#### [Data provided]
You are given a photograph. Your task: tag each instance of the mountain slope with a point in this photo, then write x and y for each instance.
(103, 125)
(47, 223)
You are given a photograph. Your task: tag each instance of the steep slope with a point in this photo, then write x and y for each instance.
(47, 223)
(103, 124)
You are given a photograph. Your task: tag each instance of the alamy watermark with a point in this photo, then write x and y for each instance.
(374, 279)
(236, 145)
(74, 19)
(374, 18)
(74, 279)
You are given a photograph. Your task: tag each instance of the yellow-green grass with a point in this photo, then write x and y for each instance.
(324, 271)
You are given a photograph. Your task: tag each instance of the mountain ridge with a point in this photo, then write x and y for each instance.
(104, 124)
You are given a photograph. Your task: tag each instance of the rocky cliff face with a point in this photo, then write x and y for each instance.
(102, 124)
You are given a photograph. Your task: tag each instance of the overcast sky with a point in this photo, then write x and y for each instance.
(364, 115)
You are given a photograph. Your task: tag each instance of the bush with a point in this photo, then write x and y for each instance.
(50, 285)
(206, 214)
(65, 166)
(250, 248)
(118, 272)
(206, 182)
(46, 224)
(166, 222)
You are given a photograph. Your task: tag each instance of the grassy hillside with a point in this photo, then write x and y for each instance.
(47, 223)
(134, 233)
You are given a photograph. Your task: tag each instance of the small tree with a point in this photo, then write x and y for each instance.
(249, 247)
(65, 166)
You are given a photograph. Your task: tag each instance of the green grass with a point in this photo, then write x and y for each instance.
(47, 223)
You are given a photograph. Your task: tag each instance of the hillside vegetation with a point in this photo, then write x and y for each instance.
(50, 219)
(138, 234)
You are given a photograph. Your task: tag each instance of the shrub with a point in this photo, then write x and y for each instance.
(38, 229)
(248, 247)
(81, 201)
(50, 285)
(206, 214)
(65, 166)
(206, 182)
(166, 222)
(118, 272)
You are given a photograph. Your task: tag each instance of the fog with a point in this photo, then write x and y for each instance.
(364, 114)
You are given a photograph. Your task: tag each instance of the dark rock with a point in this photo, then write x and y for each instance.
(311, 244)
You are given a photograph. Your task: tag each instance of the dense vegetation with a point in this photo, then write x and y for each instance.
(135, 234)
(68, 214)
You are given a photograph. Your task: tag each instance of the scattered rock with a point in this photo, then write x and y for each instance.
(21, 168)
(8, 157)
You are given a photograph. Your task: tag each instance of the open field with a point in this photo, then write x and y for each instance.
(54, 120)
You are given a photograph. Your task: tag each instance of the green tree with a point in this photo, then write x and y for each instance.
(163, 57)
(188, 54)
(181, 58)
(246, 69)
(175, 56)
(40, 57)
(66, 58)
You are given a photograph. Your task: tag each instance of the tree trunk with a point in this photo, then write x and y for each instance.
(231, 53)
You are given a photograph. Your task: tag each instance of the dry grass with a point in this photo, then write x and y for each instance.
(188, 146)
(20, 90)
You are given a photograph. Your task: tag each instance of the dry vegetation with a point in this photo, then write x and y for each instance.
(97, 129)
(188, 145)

#### [Description of the task]
Copy every row above word for word, leaving nothing out and changing nothing.

#### [Result for this exercise]
You are given a photograph. Your task: tag each instance of the mountain slope with a point in this photo, then write x and y for each instance.
(103, 125)
(47, 223)
You are given a photograph. Your task: tag each instance of the steep slope with a point in this photo, then write x and y for each instance.
(47, 223)
(103, 124)
You are given a photograph. Your task: tag each instance of the alamy watermark with a point in this photo, then write x and y for each instance.
(374, 279)
(236, 145)
(74, 19)
(374, 18)
(74, 279)
You are given a photograph. Your task: tag each instance of the yellow-green grass with a point in this photo, then write x and y for each instance.
(324, 271)
You are given a photograph. Your task: tag each instance of the mountain ridge with a point in this photo, then write x and y for each instance.
(104, 124)
You are given a photograph. Your task: tag each instance of the rocky cliff face with a point in this photo, then write x and y for each instance.
(102, 124)
You are given a photograph. Your task: tag each instance of the overcast sky with a point in this photo, then write x and y for each instance.
(364, 115)
You are given a photograph. Your task: tag each instance of the bush with a point in this photo, then write x and y for each instance.
(50, 285)
(206, 214)
(65, 166)
(250, 248)
(118, 272)
(206, 182)
(46, 224)
(166, 222)
You are given a photograph. Your task: tag each instance of the grassy hillside with a point in this photo, then write x and y for each instance.
(47, 223)
(134, 233)
You are given a photograph. Your task: tag each instance of the small tree with a point in this photo, then write x and y for each instance.
(249, 247)
(65, 166)
You are given a photograph. Your task: tag each instance of the green grass with a point in this photo, then write x and y for each instance.
(47, 223)
You are given a photograph. Your task: tag each instance of the hillside vegetation with a point in this photo, then write x and y for each instance.
(50, 219)
(138, 234)
You are given a photograph. Your task: tag each instance of the shrub with a point in this photo, then write x and y for each instance.
(38, 229)
(248, 247)
(81, 201)
(50, 285)
(206, 214)
(65, 166)
(206, 182)
(166, 222)
(118, 272)
You are given a photograph. Your task: tag each instance of the fog with a point in this photo, then write x and y for each instance.
(364, 114)
You are given a photograph. Your task: tag each instance of the dark rock with a point in this photo, then write x and y for each instance.
(311, 244)
You are given a photograph. Your task: tag each instance of the dense vegetation with a point in this photo, then write x and y for each instance.
(135, 234)
(68, 214)
You are given a photograph. Your task: tag each instance of the scattered rock with a point in this photo, then write x and y for each instance.
(21, 168)
(8, 157)
You are given a photograph. Your task: tag each instance of the open field with a point in this photo, then write x and y for each instance.
(54, 120)
You are given a photograph. Your task: tag each instance of the green tree with a point in this photo, then write x and y for each instance.
(163, 57)
(188, 54)
(181, 58)
(246, 69)
(175, 56)
(40, 57)
(66, 58)
You are given a photograph. Your task: tag each instance of the tree trunk with a point in this photo, then write x and y for each instance.
(231, 53)
You are given a photograph. Your task: tag each instance of the dry grass with a point in this photo, then write x and y for each instance.
(188, 146)
(20, 90)
You are given a photograph. Your task: tag each instance of the dry vegetation with a point in this photo, then write x and y for each instance.
(97, 129)
(188, 145)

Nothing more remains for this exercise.